Object point labels

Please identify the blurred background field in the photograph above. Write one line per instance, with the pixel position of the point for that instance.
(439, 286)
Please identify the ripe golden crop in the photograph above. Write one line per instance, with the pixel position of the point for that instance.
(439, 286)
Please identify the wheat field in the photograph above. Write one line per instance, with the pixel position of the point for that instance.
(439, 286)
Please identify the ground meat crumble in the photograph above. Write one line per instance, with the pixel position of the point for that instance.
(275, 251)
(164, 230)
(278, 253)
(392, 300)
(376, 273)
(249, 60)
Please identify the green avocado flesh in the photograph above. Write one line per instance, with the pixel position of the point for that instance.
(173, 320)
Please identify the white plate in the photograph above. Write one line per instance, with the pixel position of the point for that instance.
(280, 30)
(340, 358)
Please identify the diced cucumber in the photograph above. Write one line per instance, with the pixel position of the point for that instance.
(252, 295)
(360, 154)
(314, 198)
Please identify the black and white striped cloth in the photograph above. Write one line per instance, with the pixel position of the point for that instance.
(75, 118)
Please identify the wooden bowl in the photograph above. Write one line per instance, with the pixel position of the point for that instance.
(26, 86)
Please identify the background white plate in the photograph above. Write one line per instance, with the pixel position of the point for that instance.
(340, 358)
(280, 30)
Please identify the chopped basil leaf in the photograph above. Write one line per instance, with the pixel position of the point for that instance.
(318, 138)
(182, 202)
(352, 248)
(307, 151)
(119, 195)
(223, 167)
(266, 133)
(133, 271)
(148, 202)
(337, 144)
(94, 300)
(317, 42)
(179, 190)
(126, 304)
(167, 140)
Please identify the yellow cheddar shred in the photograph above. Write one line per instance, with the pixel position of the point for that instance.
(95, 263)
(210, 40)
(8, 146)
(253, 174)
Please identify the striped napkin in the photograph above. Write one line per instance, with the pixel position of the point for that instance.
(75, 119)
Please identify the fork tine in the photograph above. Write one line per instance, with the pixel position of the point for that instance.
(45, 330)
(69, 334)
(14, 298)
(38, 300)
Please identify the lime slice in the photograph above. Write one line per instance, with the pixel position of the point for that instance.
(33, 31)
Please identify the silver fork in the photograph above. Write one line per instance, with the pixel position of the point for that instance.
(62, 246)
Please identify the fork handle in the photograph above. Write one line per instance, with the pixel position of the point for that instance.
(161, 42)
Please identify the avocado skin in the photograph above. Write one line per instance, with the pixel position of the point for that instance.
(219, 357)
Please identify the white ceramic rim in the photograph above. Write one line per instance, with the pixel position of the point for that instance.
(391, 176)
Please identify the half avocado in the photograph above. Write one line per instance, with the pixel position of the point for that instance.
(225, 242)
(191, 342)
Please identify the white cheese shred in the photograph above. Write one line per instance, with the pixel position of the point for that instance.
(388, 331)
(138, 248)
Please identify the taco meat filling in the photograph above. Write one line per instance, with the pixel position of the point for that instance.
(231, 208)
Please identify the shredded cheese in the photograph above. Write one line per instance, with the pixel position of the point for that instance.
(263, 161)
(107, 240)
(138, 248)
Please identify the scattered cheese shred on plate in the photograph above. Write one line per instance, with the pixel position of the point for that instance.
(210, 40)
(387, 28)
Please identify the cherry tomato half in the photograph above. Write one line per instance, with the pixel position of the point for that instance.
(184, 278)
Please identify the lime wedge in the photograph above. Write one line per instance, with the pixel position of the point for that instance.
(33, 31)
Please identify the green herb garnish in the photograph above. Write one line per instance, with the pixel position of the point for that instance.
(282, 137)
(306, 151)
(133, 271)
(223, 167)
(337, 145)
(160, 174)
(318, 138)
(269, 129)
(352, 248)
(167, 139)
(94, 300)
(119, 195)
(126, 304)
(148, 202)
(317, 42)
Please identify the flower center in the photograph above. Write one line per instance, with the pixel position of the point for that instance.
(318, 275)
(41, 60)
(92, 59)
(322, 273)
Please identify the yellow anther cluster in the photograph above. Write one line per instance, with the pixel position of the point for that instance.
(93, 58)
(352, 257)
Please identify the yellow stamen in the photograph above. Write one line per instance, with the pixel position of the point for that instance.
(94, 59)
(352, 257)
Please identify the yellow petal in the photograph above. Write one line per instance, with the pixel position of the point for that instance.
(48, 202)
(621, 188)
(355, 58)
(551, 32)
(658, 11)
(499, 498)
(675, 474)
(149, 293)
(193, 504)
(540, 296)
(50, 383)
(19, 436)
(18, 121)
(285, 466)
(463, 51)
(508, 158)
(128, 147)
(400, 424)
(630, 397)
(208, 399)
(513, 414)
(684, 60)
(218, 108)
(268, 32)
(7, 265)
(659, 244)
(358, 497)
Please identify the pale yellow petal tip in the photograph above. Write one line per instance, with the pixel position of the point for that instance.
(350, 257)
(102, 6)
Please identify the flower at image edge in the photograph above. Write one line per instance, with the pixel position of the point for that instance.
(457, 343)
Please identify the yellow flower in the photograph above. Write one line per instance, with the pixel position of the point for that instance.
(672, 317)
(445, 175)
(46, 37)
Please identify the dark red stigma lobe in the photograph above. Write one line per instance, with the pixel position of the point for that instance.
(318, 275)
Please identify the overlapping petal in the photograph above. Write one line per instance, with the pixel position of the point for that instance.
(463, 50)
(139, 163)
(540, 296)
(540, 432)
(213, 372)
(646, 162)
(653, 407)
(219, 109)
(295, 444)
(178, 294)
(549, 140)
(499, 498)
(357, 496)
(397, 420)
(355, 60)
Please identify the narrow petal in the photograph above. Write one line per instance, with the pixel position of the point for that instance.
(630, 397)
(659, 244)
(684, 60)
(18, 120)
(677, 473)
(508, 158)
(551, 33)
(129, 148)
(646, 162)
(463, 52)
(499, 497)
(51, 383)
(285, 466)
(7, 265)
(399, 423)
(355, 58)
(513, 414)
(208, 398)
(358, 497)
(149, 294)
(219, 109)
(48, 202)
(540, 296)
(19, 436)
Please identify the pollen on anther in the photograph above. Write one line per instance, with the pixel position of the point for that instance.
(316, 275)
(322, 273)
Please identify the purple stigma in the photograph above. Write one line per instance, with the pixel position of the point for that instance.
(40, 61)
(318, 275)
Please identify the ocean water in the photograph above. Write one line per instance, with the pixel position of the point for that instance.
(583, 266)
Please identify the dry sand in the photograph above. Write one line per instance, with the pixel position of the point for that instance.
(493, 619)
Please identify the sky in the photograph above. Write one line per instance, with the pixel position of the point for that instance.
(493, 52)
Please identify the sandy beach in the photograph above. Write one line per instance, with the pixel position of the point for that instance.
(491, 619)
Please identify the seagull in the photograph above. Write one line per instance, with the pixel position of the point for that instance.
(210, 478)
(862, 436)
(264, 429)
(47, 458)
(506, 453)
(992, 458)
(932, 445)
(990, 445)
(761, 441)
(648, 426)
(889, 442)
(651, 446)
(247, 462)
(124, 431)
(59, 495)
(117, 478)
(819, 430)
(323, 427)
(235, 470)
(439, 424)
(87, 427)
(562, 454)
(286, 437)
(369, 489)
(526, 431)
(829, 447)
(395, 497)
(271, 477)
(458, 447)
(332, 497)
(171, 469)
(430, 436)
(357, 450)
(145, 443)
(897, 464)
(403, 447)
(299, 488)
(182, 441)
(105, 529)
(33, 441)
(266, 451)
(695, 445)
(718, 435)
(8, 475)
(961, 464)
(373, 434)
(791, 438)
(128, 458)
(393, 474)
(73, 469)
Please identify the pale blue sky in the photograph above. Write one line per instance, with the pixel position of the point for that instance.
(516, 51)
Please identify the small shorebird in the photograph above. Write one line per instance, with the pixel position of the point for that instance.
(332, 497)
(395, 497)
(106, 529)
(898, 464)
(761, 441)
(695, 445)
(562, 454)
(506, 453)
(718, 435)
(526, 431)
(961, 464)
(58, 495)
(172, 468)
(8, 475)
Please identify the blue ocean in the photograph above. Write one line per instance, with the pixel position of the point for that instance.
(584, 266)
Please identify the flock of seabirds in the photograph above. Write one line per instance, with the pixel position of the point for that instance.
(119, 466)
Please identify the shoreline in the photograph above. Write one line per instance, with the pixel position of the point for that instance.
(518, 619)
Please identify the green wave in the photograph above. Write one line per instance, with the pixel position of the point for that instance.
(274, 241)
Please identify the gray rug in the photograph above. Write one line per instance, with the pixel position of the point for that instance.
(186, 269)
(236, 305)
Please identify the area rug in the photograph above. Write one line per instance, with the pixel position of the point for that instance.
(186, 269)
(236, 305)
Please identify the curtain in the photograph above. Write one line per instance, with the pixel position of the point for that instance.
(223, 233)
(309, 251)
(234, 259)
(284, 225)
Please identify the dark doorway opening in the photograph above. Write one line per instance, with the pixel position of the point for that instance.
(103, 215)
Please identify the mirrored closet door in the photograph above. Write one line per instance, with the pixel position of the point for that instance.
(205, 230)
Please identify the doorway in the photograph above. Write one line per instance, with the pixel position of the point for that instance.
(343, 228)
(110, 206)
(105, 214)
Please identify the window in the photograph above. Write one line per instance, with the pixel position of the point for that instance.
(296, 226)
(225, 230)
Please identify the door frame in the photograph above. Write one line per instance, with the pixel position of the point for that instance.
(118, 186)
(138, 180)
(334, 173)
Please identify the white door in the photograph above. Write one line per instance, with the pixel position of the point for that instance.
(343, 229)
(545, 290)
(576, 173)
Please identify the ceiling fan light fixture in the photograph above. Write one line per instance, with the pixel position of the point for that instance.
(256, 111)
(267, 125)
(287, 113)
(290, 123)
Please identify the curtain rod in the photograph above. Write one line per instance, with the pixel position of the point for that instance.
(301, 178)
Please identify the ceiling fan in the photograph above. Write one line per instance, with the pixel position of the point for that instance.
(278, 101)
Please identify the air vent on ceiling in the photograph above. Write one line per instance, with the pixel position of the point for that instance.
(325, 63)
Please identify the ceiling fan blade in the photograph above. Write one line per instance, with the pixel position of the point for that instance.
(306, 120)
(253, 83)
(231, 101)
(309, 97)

● PROBLEM DETAILS
Take the lines of the records from the one containing "Please identify the mirrored" through the end of the records, and write them out again with "ceiling fan" switched to "overhead fan" and nothing else changed.

● FINAL ANSWER
Please identify the mirrored closet door in the photograph above. Write one line per instance, with the pixel position of the point for that instance.
(205, 230)
Please identify the doorway in the photograph above. Write one line per instance, with the pixel position of the point for that instance.
(343, 228)
(110, 206)
(105, 214)
Please identify the window in the photograph above. Write one line per instance, with the pixel position of the point for that instance.
(296, 226)
(225, 230)
Please identify the door frame in the photograph above. Write one line per instance, with the pixel position of the point for that instance.
(118, 186)
(138, 180)
(334, 173)
Please identify the white door in the photograph above. Write one line per instance, with the pixel position of the point for that instance.
(343, 229)
(545, 290)
(576, 173)
Please identify the overhead fan light fixture in the photograph above. Write one line per instance, with the pixel position of the point for that instance.
(256, 111)
(267, 125)
(287, 113)
(290, 123)
Please identify the curtain rod in the photograph above. Write one line per instance, with the pixel position of the point for that instance.
(301, 178)
Please identify the overhead fan in the photograph above. Write one line per instance, with the pixel position of the point for that instance.
(278, 101)
Please identify the air vent on ceiling in the photograph above. Write one line per instance, with the pixel position of the point for that instance.
(325, 63)
Please identify the overhead fan blade in the photograph above. Write one line per instance, with the pixel position of the point for that instance.
(306, 120)
(253, 83)
(231, 101)
(309, 97)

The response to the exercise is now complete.